DATA SECTION.
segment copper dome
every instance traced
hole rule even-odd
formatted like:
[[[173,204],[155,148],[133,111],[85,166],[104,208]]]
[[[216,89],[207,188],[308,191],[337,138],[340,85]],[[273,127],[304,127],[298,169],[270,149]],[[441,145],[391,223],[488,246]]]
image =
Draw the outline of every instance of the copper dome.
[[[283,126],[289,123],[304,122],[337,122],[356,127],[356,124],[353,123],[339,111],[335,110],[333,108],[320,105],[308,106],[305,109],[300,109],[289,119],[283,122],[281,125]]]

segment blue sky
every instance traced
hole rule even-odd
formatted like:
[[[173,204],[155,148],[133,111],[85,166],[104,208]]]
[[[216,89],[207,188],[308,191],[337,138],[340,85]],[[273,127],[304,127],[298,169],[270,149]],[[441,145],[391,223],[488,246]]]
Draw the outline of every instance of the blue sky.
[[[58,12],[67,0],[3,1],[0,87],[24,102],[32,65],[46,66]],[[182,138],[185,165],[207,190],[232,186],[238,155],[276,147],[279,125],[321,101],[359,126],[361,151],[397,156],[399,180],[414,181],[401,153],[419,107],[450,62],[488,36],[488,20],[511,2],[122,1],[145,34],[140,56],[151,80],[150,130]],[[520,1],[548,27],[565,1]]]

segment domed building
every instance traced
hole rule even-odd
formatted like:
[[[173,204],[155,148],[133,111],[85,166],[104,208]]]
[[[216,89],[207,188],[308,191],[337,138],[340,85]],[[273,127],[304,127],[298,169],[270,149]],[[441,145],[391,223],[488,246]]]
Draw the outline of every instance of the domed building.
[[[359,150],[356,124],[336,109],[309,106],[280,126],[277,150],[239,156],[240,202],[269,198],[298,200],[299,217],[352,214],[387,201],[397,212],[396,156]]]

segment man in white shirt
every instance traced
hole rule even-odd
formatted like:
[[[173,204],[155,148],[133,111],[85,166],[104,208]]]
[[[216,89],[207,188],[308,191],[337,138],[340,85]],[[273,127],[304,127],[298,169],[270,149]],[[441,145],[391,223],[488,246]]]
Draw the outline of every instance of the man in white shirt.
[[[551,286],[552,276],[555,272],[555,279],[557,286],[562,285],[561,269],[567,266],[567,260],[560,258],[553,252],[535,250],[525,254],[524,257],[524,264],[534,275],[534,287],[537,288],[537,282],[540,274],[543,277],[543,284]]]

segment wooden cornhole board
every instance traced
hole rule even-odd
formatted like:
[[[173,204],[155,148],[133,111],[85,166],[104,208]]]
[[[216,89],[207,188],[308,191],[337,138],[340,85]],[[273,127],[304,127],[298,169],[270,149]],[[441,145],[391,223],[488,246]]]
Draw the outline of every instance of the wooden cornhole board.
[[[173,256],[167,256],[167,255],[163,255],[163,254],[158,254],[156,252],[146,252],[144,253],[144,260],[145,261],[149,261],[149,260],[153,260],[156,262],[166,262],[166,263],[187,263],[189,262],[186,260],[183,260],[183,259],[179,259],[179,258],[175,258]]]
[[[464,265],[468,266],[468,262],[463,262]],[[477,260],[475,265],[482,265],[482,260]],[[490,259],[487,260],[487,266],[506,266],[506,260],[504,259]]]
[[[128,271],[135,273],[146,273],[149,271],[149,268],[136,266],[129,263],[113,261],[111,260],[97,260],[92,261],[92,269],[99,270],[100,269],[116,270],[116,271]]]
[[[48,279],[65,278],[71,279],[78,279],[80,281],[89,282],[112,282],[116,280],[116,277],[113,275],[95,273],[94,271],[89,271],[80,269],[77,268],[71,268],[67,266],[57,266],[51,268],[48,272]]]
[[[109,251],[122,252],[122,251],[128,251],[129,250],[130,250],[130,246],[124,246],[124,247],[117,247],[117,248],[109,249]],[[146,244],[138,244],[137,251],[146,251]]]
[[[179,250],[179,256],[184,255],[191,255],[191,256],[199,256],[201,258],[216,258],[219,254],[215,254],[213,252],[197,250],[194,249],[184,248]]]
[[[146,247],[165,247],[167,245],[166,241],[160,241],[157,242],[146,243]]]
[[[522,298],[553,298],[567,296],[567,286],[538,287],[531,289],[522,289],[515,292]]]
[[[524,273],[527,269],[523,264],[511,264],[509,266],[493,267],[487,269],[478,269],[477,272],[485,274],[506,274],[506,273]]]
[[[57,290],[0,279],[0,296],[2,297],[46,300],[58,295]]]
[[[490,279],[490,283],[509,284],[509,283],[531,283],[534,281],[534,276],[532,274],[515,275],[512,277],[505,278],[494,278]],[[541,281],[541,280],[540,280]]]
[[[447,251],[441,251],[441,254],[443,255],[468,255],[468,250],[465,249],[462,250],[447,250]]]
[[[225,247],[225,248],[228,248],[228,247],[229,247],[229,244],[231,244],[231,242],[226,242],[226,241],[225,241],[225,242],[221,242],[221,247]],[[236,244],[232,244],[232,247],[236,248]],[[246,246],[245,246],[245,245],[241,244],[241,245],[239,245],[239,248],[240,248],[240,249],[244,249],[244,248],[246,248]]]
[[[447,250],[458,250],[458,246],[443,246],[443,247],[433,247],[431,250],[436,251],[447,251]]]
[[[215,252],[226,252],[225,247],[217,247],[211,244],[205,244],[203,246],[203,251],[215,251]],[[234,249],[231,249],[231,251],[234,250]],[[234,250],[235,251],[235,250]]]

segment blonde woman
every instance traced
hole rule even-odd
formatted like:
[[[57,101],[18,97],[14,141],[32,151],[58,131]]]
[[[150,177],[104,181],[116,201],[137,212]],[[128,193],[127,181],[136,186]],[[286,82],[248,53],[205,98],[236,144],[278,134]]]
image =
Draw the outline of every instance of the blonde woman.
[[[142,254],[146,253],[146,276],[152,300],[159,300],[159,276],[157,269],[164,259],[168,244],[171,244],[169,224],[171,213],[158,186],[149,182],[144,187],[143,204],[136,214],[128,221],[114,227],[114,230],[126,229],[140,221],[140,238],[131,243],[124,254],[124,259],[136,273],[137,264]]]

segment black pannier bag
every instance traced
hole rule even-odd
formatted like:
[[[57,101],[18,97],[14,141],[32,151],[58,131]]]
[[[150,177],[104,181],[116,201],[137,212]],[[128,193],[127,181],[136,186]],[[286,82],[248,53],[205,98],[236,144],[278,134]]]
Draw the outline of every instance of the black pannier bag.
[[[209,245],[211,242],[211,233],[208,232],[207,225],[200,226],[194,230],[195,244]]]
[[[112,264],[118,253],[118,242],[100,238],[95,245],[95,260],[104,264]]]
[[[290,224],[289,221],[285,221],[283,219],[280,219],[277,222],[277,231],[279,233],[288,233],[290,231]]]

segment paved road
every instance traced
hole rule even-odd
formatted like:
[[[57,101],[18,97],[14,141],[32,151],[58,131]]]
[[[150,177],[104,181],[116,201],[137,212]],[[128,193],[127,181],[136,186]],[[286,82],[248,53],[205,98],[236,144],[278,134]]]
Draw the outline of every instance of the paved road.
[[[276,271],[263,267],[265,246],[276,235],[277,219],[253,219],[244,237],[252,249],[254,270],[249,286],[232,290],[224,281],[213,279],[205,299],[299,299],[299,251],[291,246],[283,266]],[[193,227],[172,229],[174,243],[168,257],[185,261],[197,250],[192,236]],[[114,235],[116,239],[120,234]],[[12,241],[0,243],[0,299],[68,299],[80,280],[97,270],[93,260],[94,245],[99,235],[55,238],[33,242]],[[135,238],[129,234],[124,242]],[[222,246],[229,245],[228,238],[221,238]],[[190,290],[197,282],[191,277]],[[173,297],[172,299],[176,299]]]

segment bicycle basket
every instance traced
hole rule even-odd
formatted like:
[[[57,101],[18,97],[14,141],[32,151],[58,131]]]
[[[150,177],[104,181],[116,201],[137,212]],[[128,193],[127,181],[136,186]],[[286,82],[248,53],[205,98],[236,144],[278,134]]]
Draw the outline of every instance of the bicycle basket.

WHAT IS BEING ASKED. Please print the records word for word, starting at the very beginning and ending with the line that contains "Draw the outline of every instance of the copper", including that line.

SOLUTION TO THE EXERCISE.
segment copper dome
every instance traced
hole rule even-odd
formatted like:
[[[173,204],[155,148],[133,111],[85,166],[104,208]]]
[[[216,89],[207,188],[308,191],[337,138],[340,85]],[[273,127],[304,127],[298,169],[270,149]],[[441,145],[391,223],[488,246]]]
image =
Draw the outline of every instance of the copper dome.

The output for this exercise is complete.